Data entries
■ ■ ■ ■ ■ ■ ■
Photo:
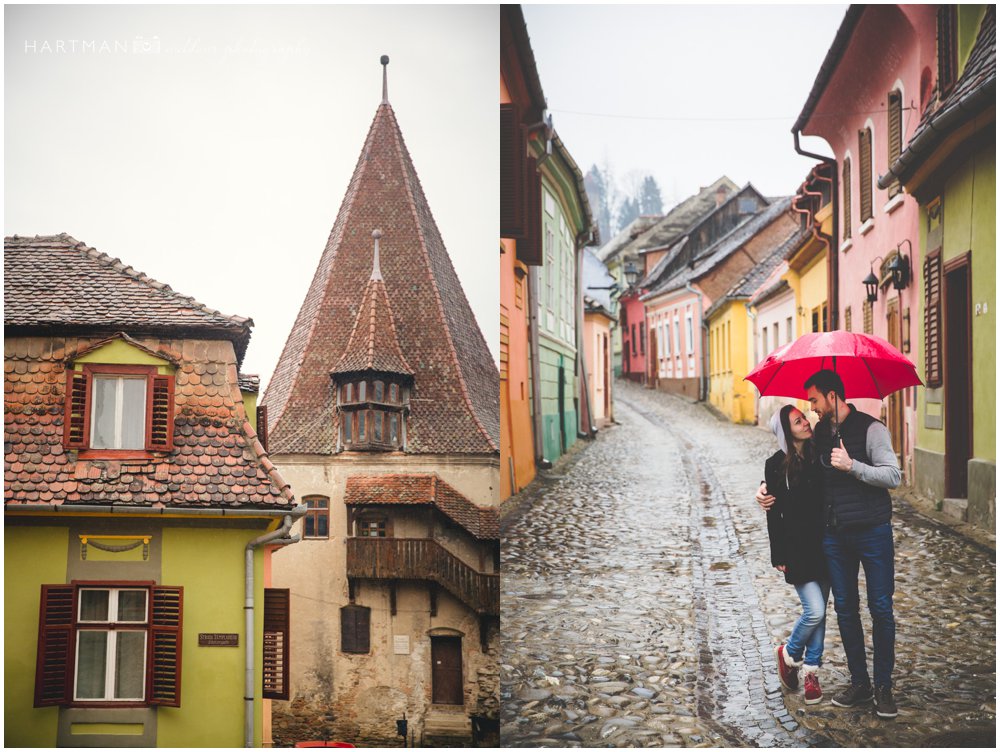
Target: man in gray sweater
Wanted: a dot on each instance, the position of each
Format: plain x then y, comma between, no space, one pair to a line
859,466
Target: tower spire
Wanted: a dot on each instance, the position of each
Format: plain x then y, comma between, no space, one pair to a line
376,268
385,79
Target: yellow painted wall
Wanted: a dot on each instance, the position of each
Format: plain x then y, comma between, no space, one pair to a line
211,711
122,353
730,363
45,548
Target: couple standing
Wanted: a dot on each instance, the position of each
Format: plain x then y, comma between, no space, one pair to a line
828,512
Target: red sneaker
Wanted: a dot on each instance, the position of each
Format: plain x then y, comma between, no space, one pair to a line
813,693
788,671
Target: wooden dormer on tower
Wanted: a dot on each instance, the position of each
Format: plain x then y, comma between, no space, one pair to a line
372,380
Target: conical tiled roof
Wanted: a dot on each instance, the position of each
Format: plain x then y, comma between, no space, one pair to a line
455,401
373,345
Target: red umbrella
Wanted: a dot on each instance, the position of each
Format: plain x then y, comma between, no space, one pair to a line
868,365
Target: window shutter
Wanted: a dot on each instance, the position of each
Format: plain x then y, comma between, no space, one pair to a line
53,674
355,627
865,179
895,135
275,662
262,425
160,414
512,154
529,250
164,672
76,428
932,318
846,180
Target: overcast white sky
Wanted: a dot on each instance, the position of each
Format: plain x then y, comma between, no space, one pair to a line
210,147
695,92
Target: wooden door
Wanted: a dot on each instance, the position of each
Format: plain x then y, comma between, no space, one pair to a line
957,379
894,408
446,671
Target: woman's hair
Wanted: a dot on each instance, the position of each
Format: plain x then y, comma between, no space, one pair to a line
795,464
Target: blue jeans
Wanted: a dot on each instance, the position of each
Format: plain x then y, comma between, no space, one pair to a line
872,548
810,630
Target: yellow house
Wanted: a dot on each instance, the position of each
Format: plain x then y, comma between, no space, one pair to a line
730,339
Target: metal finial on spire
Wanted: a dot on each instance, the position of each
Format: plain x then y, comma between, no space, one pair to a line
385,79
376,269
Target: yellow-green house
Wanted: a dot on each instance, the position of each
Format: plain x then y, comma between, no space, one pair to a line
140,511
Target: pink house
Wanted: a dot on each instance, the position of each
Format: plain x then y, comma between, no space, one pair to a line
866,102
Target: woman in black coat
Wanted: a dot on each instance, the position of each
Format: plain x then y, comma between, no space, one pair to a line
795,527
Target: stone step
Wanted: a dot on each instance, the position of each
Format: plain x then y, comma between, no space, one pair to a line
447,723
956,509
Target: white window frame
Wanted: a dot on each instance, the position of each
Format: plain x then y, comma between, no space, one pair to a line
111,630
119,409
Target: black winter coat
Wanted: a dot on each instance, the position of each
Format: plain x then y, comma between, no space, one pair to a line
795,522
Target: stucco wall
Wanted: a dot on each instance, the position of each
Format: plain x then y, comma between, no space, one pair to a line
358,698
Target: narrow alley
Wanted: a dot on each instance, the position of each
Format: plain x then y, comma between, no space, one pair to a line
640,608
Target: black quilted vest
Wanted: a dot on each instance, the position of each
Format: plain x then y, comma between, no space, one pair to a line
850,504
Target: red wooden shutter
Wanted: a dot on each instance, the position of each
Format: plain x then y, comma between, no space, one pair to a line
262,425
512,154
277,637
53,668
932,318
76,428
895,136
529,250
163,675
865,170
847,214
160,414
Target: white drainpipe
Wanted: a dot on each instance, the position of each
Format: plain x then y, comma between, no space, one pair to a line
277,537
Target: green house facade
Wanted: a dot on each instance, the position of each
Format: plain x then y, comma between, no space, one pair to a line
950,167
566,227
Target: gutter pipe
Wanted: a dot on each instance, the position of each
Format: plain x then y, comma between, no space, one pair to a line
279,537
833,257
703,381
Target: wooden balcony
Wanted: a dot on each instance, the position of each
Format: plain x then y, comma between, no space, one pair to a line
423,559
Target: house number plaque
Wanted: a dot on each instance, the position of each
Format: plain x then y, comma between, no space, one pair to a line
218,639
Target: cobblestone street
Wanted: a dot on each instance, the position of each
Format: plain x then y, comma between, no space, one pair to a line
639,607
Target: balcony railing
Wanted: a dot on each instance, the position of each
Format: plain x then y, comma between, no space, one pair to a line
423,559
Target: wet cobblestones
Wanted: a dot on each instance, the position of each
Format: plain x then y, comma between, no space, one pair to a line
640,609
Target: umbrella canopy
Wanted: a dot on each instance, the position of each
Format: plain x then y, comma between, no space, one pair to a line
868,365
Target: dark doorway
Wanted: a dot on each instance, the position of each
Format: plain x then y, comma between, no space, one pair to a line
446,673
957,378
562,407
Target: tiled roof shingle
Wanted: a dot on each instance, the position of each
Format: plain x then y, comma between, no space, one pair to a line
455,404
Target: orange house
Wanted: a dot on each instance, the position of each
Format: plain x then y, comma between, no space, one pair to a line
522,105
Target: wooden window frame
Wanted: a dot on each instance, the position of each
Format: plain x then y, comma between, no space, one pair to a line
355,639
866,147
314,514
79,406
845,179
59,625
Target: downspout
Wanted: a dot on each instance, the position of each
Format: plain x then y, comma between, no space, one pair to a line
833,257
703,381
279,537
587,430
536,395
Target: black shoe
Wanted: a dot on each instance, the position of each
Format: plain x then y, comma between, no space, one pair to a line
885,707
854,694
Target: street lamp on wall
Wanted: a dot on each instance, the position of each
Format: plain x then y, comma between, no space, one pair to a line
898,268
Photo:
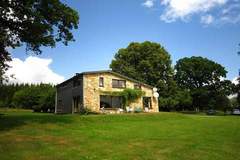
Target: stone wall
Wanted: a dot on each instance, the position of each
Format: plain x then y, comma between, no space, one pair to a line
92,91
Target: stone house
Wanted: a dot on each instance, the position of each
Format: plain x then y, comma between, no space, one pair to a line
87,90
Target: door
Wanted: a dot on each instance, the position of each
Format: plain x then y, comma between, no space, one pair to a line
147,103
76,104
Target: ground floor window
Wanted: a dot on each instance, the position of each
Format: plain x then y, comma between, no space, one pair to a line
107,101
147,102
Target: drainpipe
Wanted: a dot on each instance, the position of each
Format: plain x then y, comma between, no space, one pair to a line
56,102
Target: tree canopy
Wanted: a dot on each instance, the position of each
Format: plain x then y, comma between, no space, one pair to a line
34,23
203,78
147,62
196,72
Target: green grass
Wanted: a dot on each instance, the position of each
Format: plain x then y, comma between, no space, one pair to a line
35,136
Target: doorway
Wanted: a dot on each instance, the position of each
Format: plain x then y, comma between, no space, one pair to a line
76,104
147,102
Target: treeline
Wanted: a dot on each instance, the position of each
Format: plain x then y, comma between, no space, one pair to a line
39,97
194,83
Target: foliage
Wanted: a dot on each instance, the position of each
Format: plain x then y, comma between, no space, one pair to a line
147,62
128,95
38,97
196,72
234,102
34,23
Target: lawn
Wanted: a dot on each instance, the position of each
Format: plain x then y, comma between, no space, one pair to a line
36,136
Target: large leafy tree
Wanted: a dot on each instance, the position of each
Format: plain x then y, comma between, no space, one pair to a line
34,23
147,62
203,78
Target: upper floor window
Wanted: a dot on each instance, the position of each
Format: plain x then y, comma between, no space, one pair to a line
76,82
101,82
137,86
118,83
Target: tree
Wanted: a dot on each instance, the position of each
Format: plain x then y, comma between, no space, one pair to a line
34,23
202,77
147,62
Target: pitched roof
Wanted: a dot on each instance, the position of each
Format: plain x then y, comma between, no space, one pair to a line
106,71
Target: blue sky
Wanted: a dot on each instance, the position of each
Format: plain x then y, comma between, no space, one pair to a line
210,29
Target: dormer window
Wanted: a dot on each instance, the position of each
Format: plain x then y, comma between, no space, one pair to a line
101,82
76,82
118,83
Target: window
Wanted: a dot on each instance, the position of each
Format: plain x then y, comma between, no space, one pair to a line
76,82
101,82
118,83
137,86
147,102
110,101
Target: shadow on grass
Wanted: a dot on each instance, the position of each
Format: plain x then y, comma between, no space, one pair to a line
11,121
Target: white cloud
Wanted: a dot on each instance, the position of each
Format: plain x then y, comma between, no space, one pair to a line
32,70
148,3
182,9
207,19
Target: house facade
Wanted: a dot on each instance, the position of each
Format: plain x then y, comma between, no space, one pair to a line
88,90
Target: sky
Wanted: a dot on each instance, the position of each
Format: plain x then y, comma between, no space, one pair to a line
■ ■ ■ ■ ■ ■ ■
Your instructions: Checking each line above, count the ones that hold the word "drainpipe" and state the total alone.

The completed task: 2